— start Provided data —
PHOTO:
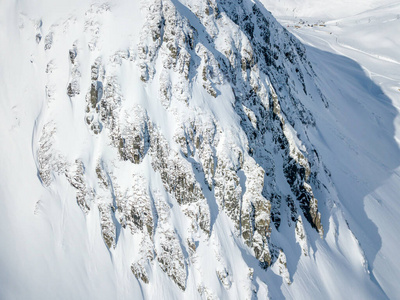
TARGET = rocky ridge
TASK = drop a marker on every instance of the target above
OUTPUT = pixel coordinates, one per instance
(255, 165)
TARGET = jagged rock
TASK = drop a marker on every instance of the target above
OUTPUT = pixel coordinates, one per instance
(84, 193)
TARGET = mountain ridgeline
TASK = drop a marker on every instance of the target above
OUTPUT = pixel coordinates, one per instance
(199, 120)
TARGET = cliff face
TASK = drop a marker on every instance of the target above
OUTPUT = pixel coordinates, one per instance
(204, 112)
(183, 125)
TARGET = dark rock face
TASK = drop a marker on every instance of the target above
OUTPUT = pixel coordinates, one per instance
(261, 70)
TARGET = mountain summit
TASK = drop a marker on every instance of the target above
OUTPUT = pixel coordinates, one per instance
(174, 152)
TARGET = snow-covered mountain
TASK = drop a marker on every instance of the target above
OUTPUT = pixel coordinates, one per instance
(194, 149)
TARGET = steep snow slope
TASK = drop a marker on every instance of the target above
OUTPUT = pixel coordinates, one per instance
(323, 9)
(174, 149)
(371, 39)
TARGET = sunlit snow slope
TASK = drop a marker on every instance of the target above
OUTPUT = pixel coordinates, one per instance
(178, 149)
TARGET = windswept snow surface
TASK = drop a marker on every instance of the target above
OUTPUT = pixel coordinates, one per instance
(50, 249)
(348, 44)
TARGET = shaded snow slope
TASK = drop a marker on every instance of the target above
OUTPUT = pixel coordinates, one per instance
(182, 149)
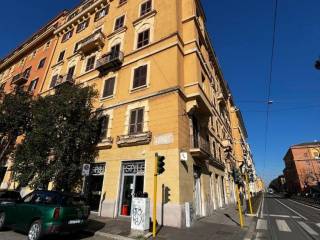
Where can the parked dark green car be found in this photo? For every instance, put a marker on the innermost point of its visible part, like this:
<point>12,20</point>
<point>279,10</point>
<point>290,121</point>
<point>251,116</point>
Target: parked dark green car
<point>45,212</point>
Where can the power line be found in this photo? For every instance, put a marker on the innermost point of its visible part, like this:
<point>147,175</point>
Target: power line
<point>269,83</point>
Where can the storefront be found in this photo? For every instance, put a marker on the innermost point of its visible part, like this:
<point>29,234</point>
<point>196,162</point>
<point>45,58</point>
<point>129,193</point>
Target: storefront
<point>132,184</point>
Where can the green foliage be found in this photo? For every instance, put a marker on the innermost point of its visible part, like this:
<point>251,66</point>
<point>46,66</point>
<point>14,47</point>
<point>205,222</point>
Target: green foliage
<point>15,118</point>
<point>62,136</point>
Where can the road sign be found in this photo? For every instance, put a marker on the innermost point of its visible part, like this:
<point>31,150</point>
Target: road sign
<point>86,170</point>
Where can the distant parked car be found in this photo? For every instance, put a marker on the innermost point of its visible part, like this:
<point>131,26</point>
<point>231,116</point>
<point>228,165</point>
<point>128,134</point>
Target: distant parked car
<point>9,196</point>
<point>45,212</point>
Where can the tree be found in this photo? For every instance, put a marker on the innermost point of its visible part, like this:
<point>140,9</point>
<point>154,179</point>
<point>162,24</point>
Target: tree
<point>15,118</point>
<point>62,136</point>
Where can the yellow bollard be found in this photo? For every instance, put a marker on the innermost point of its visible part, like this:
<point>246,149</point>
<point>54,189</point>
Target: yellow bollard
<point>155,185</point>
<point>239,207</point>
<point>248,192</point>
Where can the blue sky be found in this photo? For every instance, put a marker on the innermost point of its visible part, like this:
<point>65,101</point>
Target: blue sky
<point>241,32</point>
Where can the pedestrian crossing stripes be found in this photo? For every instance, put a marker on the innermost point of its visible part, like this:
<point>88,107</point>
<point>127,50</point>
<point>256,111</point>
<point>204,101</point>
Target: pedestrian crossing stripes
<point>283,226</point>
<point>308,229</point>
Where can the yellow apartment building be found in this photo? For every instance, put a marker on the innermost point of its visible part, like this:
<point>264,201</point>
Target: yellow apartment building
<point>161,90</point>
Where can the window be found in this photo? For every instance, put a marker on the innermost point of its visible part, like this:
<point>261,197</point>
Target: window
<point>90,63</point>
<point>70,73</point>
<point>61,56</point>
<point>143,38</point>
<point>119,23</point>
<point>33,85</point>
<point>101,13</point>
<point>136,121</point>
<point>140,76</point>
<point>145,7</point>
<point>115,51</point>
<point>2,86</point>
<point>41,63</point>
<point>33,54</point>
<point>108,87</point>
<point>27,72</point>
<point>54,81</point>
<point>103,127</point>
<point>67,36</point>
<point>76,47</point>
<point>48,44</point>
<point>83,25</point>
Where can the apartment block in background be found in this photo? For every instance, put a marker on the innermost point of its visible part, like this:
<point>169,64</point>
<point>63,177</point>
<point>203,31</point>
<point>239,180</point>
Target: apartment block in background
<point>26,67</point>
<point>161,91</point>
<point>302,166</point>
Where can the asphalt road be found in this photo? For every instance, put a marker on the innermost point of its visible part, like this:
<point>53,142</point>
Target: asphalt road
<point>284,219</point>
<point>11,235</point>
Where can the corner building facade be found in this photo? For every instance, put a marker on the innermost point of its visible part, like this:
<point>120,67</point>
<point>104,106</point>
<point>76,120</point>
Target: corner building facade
— end Provided data —
— start Provided data —
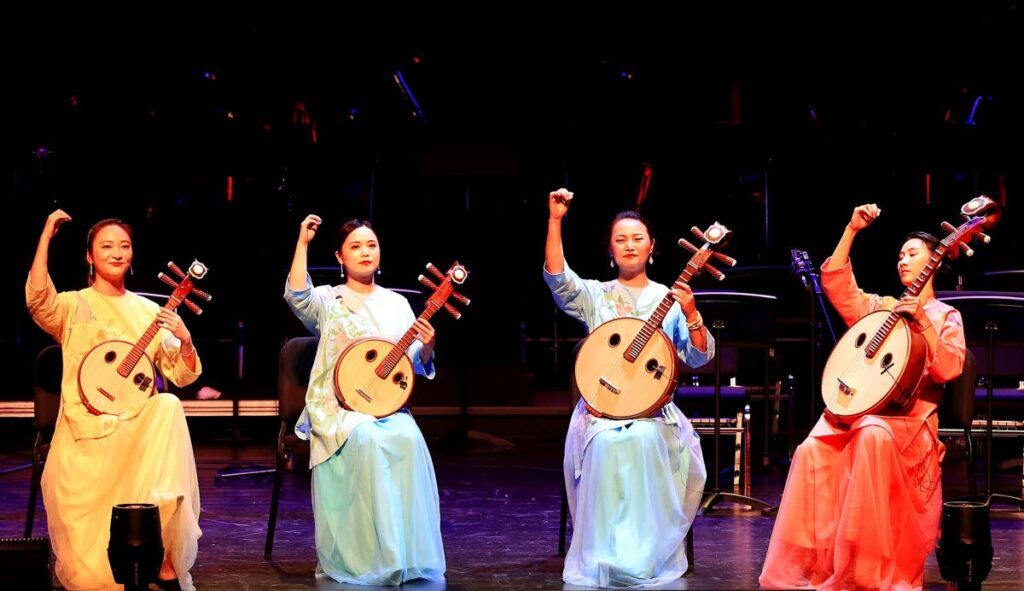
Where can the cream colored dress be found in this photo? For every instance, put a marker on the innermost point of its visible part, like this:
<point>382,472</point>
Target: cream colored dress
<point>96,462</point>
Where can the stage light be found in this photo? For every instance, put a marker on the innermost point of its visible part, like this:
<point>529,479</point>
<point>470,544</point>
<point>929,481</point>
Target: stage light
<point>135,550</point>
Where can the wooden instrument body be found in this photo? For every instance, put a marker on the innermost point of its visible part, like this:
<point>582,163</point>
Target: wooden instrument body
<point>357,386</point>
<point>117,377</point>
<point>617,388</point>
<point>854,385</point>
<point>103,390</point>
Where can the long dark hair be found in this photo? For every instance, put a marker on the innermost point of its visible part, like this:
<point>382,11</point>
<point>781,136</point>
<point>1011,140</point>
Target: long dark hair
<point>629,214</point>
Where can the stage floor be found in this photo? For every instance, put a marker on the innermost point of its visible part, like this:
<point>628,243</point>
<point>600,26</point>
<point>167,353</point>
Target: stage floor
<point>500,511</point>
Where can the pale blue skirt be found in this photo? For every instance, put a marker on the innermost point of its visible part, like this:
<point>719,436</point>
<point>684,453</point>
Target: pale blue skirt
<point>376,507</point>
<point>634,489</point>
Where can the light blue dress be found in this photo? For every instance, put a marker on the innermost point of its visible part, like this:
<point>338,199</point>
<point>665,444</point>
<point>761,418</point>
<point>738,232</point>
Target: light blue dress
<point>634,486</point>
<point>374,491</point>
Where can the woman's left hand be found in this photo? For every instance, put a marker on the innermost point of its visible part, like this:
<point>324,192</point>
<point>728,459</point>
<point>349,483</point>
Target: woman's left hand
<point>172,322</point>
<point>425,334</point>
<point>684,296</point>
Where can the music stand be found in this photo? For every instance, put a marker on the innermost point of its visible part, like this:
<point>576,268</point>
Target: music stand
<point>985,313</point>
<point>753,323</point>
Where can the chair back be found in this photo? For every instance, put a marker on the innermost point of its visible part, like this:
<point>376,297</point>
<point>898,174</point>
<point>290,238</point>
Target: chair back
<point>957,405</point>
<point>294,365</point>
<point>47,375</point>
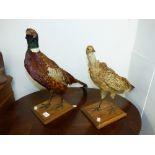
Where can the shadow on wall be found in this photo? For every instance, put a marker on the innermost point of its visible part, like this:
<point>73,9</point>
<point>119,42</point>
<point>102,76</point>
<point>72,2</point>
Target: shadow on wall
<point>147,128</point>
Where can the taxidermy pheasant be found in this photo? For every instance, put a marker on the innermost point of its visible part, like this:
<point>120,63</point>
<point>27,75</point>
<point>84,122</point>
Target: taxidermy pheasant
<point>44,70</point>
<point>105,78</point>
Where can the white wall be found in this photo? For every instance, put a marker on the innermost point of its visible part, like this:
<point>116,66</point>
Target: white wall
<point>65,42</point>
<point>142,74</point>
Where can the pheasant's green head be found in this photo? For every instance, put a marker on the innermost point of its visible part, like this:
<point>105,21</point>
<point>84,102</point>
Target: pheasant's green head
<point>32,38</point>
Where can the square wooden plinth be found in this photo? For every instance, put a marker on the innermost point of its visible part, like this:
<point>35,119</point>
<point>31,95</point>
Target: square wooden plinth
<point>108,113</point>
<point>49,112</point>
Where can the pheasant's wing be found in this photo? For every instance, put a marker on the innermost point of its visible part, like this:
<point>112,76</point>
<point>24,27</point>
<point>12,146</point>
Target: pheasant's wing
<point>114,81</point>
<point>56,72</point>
— end Provided data —
— start Provided data —
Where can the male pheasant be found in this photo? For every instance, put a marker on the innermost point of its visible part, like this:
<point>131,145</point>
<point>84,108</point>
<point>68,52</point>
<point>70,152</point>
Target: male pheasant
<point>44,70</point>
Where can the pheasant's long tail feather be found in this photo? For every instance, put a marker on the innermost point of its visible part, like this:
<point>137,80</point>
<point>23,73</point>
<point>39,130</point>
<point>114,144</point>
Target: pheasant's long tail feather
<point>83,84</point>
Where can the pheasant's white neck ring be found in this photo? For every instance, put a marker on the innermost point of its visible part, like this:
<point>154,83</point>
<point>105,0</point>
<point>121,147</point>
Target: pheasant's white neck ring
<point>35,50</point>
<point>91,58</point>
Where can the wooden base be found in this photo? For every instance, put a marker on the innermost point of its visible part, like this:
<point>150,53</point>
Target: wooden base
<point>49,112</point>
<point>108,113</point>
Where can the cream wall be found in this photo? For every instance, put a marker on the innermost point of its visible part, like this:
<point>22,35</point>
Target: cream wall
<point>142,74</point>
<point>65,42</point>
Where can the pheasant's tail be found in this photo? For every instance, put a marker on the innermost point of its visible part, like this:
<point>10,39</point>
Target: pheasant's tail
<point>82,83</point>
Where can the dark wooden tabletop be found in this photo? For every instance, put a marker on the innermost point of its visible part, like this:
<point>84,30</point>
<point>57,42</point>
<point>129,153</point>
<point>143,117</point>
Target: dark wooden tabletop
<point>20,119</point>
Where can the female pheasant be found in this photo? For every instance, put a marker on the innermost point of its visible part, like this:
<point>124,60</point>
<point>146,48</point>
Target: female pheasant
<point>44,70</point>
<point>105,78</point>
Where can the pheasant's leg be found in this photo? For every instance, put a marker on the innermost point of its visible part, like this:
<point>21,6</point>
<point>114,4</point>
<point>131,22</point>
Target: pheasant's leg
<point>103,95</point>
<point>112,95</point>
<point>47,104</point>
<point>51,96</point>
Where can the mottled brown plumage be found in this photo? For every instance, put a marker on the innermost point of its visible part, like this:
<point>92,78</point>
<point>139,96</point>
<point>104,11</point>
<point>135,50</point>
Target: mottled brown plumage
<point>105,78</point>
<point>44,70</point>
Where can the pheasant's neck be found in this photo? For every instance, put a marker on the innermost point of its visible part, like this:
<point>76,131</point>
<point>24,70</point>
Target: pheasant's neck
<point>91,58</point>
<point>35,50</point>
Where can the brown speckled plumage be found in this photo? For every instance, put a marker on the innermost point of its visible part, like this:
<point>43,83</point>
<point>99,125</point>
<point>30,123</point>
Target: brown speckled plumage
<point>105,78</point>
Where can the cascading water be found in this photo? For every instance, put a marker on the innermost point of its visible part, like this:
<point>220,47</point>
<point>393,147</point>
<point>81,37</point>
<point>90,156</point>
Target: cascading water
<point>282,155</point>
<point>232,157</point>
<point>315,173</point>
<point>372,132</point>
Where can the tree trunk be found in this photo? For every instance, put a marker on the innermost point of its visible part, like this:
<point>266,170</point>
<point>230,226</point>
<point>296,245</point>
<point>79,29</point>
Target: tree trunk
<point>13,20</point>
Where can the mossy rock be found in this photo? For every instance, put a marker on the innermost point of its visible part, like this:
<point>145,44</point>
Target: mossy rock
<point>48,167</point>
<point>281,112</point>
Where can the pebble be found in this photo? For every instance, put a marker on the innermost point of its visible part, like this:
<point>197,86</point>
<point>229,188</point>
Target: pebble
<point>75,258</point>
— end Provided data —
* [Written problem] Pick out every line of the items above that contains the word "asphalt", and copy each one.

* [Complete output]
Where can the asphalt road be found in this photo? For every instance, put a marker on the innermost point of its visible part, like this:
Target: asphalt road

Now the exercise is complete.